— Start of Input data —

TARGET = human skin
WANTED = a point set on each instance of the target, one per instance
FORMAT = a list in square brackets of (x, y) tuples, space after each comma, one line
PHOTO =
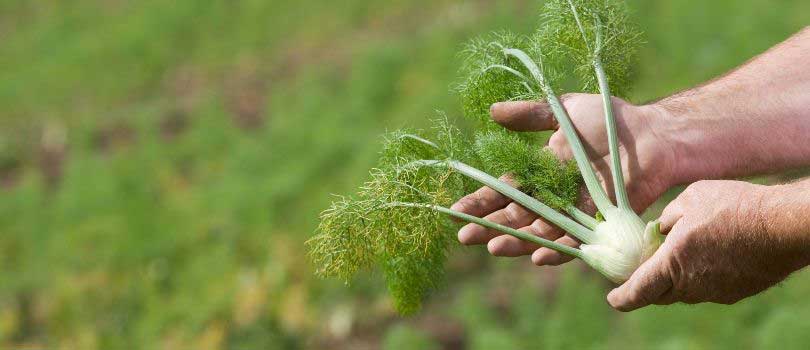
[(751, 121)]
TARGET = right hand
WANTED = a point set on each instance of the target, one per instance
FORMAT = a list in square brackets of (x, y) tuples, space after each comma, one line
[(648, 159)]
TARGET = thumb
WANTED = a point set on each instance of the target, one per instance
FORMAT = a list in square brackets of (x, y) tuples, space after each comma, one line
[(645, 286), (524, 115)]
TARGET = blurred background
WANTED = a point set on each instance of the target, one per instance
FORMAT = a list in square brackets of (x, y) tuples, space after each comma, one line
[(162, 162)]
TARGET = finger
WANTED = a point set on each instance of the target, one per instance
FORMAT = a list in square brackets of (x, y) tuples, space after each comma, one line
[(524, 115), (514, 216), (550, 257), (671, 214), (483, 201), (646, 286), (511, 246)]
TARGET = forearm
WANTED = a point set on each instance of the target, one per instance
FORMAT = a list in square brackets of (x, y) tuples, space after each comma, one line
[(785, 218), (754, 120)]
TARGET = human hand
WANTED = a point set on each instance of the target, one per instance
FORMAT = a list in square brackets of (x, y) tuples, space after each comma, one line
[(648, 161), (722, 247)]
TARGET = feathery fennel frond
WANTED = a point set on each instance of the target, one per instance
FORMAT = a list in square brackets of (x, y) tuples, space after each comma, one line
[(398, 221), (491, 76), (581, 31), (537, 172)]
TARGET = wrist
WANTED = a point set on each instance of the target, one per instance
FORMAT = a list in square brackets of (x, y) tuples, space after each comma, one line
[(783, 217), (672, 138)]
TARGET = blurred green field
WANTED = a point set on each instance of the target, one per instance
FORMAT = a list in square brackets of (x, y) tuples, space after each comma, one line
[(161, 164)]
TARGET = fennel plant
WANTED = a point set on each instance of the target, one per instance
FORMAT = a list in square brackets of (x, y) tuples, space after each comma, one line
[(399, 218)]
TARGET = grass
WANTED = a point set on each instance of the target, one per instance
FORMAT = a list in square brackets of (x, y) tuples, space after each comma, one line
[(195, 240)]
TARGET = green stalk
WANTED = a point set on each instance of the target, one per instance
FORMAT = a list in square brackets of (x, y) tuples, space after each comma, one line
[(573, 211), (530, 203), (598, 194), (622, 200), (582, 217), (495, 226)]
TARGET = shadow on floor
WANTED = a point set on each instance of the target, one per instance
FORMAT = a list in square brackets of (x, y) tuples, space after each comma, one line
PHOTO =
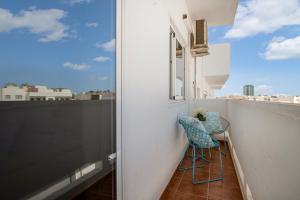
[(181, 186)]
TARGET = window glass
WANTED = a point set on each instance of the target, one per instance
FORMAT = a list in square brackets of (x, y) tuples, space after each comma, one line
[(177, 68), (180, 71)]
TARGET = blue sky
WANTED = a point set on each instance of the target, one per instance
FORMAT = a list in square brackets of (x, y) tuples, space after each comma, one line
[(265, 47), (58, 43), (70, 43)]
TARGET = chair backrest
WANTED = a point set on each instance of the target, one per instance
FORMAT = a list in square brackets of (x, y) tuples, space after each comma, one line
[(196, 132)]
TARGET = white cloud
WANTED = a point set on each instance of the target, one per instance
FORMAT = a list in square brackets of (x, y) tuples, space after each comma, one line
[(45, 23), (281, 48), (101, 59), (107, 46), (92, 24), (264, 16), (263, 89), (79, 67), (103, 78), (73, 2)]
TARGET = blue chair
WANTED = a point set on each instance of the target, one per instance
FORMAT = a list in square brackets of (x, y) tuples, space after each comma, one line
[(215, 124), (199, 139)]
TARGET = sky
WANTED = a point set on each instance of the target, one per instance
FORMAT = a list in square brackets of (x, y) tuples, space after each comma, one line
[(58, 43), (71, 44), (265, 47)]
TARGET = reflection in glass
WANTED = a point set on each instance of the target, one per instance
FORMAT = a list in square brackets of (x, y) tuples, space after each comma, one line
[(180, 72)]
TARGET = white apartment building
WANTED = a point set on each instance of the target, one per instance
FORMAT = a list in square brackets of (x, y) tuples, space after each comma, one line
[(13, 92), (42, 93)]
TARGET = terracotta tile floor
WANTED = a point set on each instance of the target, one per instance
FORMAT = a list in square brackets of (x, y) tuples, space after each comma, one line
[(181, 186), (104, 189)]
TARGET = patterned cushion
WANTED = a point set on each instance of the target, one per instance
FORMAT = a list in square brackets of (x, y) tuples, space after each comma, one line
[(213, 123), (196, 133)]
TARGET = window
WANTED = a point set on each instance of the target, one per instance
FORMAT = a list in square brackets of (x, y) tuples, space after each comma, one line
[(19, 97), (177, 68)]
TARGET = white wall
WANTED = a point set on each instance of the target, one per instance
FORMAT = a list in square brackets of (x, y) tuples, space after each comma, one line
[(265, 144), (152, 143)]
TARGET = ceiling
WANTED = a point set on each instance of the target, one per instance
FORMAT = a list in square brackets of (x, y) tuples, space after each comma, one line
[(216, 12)]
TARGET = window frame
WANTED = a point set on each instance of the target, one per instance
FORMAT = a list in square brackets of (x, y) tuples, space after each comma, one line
[(175, 37)]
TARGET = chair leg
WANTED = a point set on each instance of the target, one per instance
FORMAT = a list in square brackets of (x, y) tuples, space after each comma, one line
[(225, 145), (186, 154), (221, 163)]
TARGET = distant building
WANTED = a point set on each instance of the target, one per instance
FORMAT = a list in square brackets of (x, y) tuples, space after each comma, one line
[(248, 90), (25, 92), (95, 95)]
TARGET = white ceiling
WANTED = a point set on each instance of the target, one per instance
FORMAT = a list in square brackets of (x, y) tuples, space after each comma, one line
[(216, 12)]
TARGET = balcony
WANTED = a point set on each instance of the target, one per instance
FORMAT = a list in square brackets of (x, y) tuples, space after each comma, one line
[(263, 143), (181, 186)]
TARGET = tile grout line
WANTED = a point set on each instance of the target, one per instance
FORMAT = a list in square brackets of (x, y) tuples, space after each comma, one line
[(179, 183)]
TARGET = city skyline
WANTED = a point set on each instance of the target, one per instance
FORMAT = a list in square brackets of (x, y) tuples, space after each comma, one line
[(265, 51), (68, 48)]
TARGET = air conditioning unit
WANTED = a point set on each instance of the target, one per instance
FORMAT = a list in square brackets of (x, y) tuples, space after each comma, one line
[(199, 42)]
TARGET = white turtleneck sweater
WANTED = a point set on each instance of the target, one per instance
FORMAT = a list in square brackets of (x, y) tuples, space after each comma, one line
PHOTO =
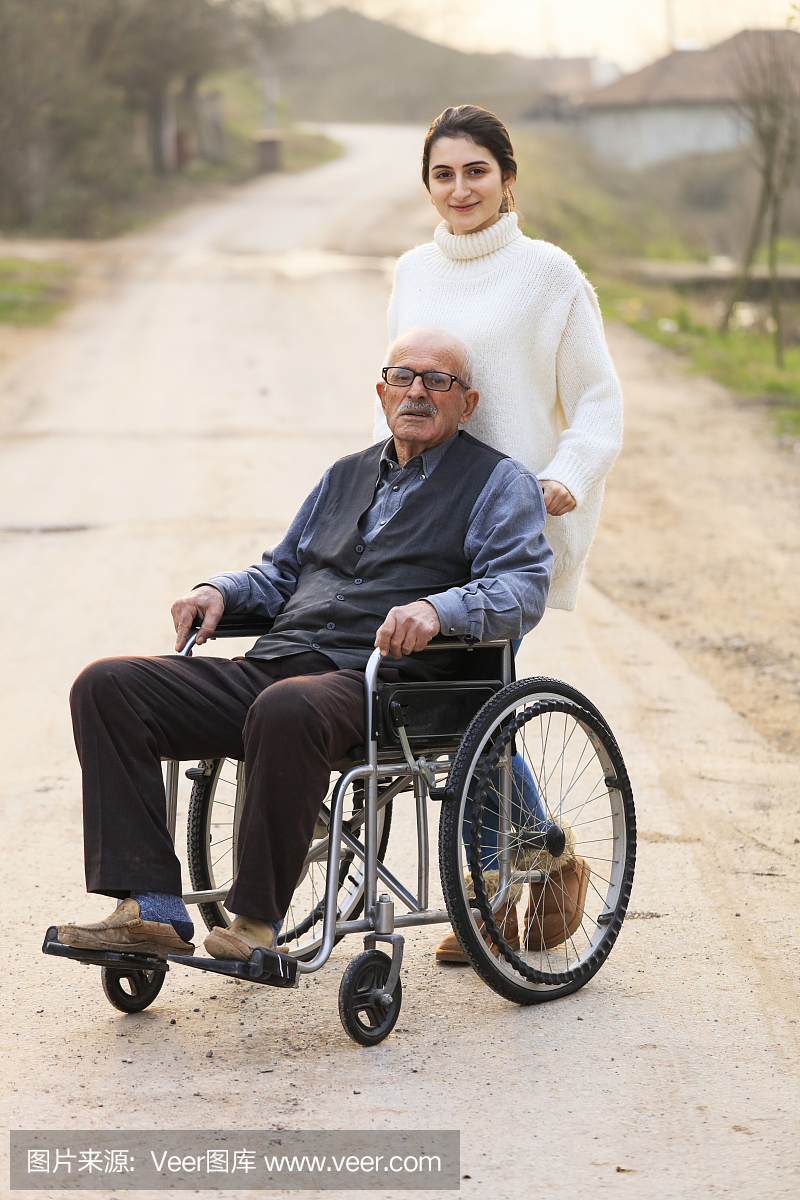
[(548, 393)]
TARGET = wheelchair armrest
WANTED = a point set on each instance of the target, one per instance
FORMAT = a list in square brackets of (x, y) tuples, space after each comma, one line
[(240, 627)]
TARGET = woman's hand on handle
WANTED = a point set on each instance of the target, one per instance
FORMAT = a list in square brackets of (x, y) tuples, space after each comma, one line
[(407, 629), (558, 498), (205, 603)]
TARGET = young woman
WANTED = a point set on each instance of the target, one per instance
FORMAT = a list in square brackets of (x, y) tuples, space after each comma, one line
[(549, 397)]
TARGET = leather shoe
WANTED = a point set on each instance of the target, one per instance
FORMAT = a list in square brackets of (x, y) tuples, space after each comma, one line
[(245, 935), (555, 906), (449, 949), (126, 933)]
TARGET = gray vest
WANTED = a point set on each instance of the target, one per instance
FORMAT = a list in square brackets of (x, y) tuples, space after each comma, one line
[(346, 587)]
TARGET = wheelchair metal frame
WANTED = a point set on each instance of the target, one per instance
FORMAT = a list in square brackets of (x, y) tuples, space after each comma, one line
[(379, 921)]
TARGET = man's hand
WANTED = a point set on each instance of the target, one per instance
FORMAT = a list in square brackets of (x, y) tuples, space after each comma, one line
[(205, 603), (558, 498), (408, 629)]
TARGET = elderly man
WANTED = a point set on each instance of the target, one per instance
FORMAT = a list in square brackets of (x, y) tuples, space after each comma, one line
[(429, 532)]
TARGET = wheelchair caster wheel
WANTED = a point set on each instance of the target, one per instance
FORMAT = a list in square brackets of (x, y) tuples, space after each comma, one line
[(368, 1013), (131, 991)]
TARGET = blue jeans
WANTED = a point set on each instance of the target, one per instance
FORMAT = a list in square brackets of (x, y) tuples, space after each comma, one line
[(527, 808)]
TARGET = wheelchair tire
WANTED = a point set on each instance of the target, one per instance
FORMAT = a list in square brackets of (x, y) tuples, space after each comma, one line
[(581, 779), (365, 1019), (212, 816), (131, 991)]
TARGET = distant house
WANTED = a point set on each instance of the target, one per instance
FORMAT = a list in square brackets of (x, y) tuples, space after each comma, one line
[(342, 66), (684, 103)]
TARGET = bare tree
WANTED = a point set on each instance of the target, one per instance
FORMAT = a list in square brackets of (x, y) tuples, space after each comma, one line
[(767, 71)]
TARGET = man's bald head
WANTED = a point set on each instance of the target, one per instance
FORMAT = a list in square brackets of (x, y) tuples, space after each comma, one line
[(423, 337), (420, 413)]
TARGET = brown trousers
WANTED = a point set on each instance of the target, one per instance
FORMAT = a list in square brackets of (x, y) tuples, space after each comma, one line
[(289, 719)]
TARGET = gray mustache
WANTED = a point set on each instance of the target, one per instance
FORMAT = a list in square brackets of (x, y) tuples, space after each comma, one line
[(416, 406)]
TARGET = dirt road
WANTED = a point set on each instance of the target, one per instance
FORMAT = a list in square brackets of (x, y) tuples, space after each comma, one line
[(168, 427)]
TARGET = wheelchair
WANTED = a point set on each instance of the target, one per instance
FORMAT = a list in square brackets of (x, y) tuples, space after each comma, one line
[(527, 775)]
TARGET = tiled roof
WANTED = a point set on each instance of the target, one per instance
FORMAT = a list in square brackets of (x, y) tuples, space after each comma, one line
[(698, 77)]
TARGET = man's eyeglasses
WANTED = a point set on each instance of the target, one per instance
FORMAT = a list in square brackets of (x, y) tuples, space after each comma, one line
[(434, 381)]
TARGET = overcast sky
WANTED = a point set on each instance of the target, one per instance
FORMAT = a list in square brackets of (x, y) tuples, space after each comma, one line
[(629, 33)]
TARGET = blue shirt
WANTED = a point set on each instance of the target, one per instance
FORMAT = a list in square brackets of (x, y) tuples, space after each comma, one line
[(511, 559)]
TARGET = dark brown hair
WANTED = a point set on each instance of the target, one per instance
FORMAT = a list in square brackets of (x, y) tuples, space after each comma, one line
[(480, 126)]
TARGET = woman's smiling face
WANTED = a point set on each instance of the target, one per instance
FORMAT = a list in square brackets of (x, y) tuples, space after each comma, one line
[(465, 184)]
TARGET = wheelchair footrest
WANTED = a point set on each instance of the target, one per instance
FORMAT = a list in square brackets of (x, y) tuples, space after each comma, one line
[(263, 966), (101, 958)]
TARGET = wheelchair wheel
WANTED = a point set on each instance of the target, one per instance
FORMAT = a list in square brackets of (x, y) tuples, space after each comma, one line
[(131, 991), (364, 1017), (215, 807), (539, 787)]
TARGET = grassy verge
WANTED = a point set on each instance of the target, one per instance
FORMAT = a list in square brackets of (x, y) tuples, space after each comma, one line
[(32, 293), (741, 359), (678, 210)]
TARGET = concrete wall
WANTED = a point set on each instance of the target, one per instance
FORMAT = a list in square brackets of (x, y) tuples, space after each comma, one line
[(653, 133)]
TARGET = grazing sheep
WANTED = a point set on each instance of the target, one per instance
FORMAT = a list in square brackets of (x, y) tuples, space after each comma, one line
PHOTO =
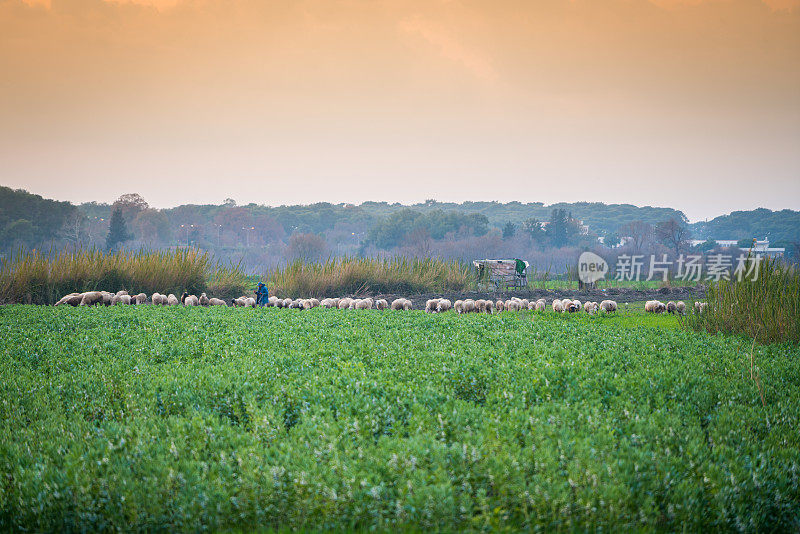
[(121, 299), (90, 298), (73, 299), (608, 306), (513, 305)]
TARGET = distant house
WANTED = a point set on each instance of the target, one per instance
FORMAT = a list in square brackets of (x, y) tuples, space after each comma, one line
[(582, 228), (759, 246)]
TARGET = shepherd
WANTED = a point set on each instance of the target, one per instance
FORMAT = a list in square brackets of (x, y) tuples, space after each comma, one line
[(262, 295)]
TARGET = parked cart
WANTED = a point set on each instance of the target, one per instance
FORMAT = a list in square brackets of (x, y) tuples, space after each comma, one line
[(502, 274)]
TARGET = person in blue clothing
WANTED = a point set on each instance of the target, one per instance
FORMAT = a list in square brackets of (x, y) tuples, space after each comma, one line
[(262, 295)]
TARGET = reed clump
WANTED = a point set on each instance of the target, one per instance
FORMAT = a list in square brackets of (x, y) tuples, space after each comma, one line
[(358, 275), (34, 277), (765, 307)]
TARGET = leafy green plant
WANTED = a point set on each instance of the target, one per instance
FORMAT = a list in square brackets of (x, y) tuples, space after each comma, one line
[(143, 418)]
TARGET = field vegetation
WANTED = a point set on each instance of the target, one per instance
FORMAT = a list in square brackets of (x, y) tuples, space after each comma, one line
[(34, 277), (146, 418)]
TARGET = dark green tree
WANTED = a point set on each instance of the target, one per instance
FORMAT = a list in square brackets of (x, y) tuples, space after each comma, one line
[(117, 231), (557, 231), (509, 230)]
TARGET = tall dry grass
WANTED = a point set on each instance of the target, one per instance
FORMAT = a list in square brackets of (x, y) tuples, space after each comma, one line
[(766, 309), (33, 277), (357, 275)]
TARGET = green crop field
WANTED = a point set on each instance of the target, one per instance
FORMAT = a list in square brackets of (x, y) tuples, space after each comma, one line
[(150, 418)]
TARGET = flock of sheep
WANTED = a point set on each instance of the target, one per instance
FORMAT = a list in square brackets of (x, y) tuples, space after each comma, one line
[(440, 305)]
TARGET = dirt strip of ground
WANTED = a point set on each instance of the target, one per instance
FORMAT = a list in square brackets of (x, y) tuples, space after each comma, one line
[(687, 294)]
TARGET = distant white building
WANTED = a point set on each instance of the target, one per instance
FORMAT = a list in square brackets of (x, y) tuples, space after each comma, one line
[(759, 246)]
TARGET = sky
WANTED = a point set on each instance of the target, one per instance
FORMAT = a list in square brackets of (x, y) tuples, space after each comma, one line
[(691, 104)]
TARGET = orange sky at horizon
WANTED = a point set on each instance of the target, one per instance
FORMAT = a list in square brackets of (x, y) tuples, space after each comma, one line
[(199, 100)]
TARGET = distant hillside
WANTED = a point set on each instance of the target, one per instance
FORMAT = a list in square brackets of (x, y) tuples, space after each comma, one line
[(601, 218), (779, 226), (30, 220)]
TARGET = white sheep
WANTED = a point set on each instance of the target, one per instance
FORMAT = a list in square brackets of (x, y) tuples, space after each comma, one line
[(90, 298), (121, 299), (73, 299), (608, 306)]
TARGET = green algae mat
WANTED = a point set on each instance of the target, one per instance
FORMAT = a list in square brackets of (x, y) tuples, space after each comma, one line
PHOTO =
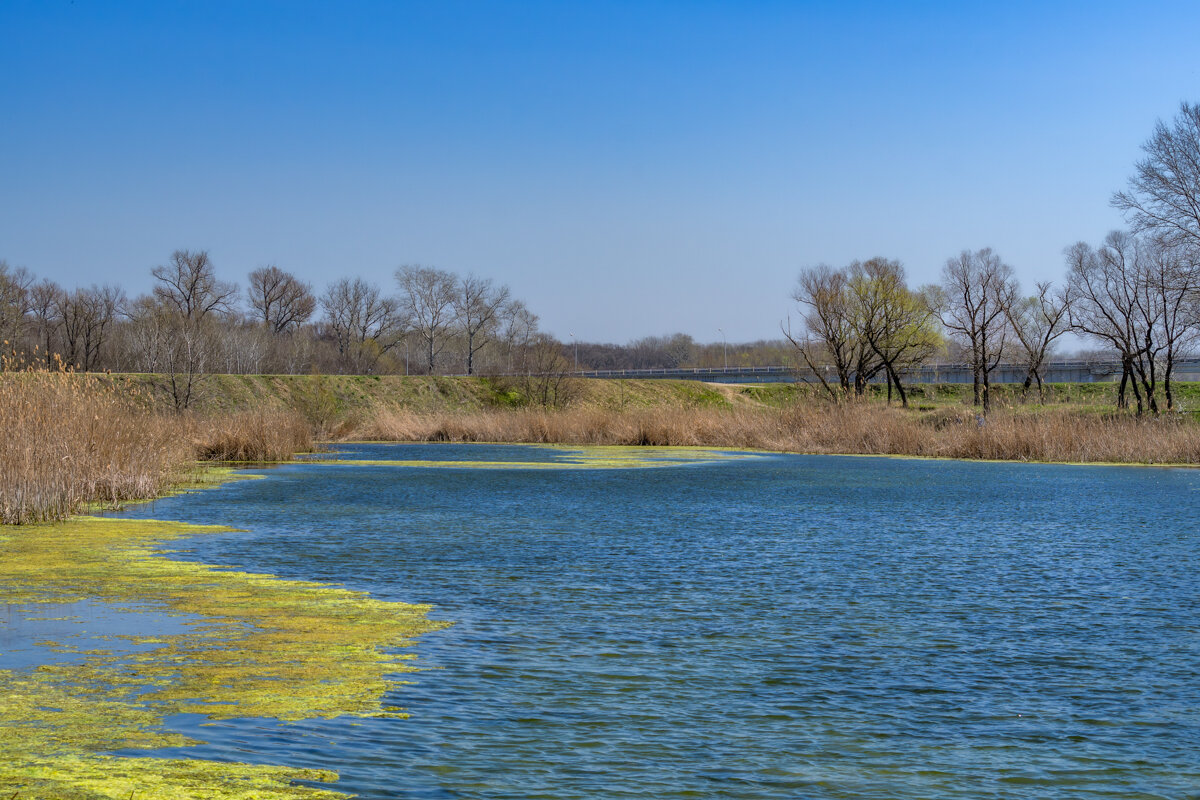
[(256, 647), (252, 647)]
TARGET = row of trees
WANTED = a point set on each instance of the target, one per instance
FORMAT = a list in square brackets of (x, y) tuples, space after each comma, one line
[(1135, 295), (192, 322)]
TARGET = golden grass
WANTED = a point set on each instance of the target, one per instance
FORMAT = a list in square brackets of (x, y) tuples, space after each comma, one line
[(817, 428), (71, 440)]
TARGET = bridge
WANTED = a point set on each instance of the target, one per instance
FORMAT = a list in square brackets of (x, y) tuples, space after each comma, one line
[(1054, 372)]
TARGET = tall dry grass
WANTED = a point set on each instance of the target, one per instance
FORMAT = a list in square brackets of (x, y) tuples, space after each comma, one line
[(819, 428), (70, 440)]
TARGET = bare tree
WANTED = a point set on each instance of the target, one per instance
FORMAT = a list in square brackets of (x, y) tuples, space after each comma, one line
[(280, 300), (427, 301), (1164, 191), (1108, 305), (897, 323), (43, 299), (519, 328), (833, 331), (85, 318), (1037, 323), (478, 305), (363, 323), (1168, 302), (978, 288), (15, 304), (549, 380), (174, 347), (189, 286)]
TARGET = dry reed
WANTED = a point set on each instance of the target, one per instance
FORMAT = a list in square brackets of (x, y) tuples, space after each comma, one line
[(71, 440), (819, 428)]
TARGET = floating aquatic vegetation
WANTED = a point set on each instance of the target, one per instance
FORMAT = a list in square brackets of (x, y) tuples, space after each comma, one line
[(255, 647)]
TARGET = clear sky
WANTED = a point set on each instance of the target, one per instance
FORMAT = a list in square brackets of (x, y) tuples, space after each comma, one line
[(627, 168)]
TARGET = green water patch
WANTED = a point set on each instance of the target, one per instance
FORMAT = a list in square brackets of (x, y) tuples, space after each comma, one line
[(253, 645), (569, 457)]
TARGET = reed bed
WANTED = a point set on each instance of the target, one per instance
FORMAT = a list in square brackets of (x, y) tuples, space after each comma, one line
[(817, 428), (72, 440), (253, 435)]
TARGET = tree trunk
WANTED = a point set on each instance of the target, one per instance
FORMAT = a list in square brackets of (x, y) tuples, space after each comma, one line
[(894, 378)]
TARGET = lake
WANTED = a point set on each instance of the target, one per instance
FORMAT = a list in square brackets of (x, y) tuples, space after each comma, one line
[(768, 626)]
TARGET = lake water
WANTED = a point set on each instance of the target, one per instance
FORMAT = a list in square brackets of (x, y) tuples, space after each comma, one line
[(779, 626)]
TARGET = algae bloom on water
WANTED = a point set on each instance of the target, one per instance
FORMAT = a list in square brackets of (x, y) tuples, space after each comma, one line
[(257, 647)]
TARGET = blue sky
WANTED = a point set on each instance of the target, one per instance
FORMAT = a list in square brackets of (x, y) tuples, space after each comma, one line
[(628, 168)]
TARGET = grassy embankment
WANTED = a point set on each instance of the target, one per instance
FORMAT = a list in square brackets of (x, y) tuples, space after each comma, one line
[(1077, 422), (73, 440)]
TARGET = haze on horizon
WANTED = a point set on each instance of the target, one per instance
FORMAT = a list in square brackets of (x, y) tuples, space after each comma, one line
[(627, 168)]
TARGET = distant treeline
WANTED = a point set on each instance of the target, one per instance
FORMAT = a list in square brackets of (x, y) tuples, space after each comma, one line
[(1135, 296)]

— End of Input data —

[Objective] Copy exactly the lines above, from the one containing "TARGET = reed bed" through the very last line.

[Output of the exercise]
TARGET = reed bed
WANTED = a point set on each instance of the target, one per instance
FORMAT = a list in square brackets of (x, y) tuples, space after each comma, one line
[(817, 428), (72, 440), (253, 435)]
TARGET = tree trunk
WANTED = a point set on each instance of the target, one per instance
FORMAT = a list in square brackets of (x, y) tuples, space after each comma, one line
[(894, 378)]
TARGET = lake
WANTED = a point set on each instance of the target, one per instance
FORMAT = a list in square brackets of (x, y) tuples, space after each comma, one line
[(768, 626)]
TARGET = lake water
WANTED = a point set on each instance of the target, one per instance
FORMAT = a list in square brackets of (x, y) tuples, space after each comma, one line
[(779, 626)]
TARGET = algae bloom on water
WANTED = a point set on each instance of the target, one per instance
FORMAT = a list in square brackets of (x, y) tuples, space after each comma, one line
[(257, 647)]
TARGET = blue sky
WANTED = a point set on each instance of the target, one per instance
FORMAT = a list in square brackets of (x, y) tuples, space after each comma, one line
[(628, 168)]
TARGET = grassy embankment
WANTED = a point set on each instance of the target, one per instance
FORMAT = a list in square brackets of (x, y) tuples, space after each comma, one line
[(1077, 422), (73, 440)]
TARGET = haze on horizon
WANTED = a point set on each instance of the target, one per instance
FORMAT = a list in square brackets of (x, y) tuples, space after each comma, one line
[(627, 168)]
TARGET = distant treeline
WANTED = a point set on each instance of the target, one per instance
FORMAT = a list in square brackets of (x, y) tuples, space after each comma, one line
[(1135, 296)]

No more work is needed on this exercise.